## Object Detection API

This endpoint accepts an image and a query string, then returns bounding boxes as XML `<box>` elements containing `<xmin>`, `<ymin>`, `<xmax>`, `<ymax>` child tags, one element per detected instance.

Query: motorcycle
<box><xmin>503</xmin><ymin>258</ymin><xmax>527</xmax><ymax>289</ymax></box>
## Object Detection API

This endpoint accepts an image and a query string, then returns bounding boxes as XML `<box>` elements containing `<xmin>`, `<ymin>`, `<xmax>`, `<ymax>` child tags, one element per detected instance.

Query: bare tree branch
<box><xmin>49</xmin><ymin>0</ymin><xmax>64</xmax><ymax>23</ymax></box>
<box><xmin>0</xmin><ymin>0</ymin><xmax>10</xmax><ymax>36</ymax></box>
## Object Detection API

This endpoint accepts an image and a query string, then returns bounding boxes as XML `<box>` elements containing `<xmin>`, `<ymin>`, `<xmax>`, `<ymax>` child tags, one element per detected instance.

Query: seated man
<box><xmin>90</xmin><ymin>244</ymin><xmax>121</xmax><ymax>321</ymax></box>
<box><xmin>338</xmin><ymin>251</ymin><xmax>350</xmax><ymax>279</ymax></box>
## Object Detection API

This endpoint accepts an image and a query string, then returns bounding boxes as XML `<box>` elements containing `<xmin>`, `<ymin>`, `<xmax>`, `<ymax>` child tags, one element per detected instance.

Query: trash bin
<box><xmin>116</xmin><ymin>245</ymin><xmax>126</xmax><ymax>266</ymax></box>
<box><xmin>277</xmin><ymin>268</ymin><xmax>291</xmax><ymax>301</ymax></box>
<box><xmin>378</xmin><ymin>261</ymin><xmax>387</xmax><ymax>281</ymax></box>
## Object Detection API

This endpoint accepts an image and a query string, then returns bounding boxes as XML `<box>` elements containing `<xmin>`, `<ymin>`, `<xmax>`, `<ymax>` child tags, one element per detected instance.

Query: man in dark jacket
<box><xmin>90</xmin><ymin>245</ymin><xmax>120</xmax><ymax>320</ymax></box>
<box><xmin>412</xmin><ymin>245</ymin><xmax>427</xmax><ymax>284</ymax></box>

=====

-- What you are asked to do --
Every record in the material above should be set down exactly.

-- Task output --
## Object Detection API

This endpoint accepts an image and a query string, then returns bounding boxes as XML `<box>` elements containing `<xmin>`, `<ymin>`, `<xmax>`, `<ymax>` child tags, one element per detected instance.

Query: motorcycle
<box><xmin>503</xmin><ymin>258</ymin><xmax>527</xmax><ymax>289</ymax></box>
## Object Detection API

This endpoint accepts an image and a query string, then returns bounding boxes as XML `<box>` elements containing `<xmin>`, `<ymin>`, `<xmax>`, `<ymax>` child tags, one element per detected instance.

Query: bare tree branch
<box><xmin>49</xmin><ymin>0</ymin><xmax>64</xmax><ymax>23</ymax></box>
<box><xmin>0</xmin><ymin>0</ymin><xmax>10</xmax><ymax>36</ymax></box>
## Object Detection API

This endpoint accepts an image and a query string, then returns bounding boxes as XML `<box>` elements containing `<xmin>`, `<ymin>`, `<xmax>`, `<ymax>` child tags, one element per detected instance.

Query: seated man
<box><xmin>90</xmin><ymin>244</ymin><xmax>121</xmax><ymax>321</ymax></box>
<box><xmin>338</xmin><ymin>251</ymin><xmax>350</xmax><ymax>279</ymax></box>
## Object Detection API

This endpoint accepts an image and a query string, then returns bounding boxes as XML `<box>` elements containing `<xmin>`, `<ymin>`, `<xmax>`, `<ymax>` child tags, one element per detected instance.

Query: trash bin
<box><xmin>116</xmin><ymin>245</ymin><xmax>126</xmax><ymax>266</ymax></box>
<box><xmin>277</xmin><ymin>268</ymin><xmax>291</xmax><ymax>301</ymax></box>
<box><xmin>378</xmin><ymin>261</ymin><xmax>387</xmax><ymax>281</ymax></box>
## Object Detection API

This endpoint accepts an image and a query string, then returns bounding boxes as XML `<box>` elements containing `<xmin>`, `<ymin>`, `<xmax>`, `<ymax>` child tags, one element per detected instance.

Query: man in dark jacket
<box><xmin>90</xmin><ymin>245</ymin><xmax>120</xmax><ymax>320</ymax></box>
<box><xmin>412</xmin><ymin>245</ymin><xmax>427</xmax><ymax>284</ymax></box>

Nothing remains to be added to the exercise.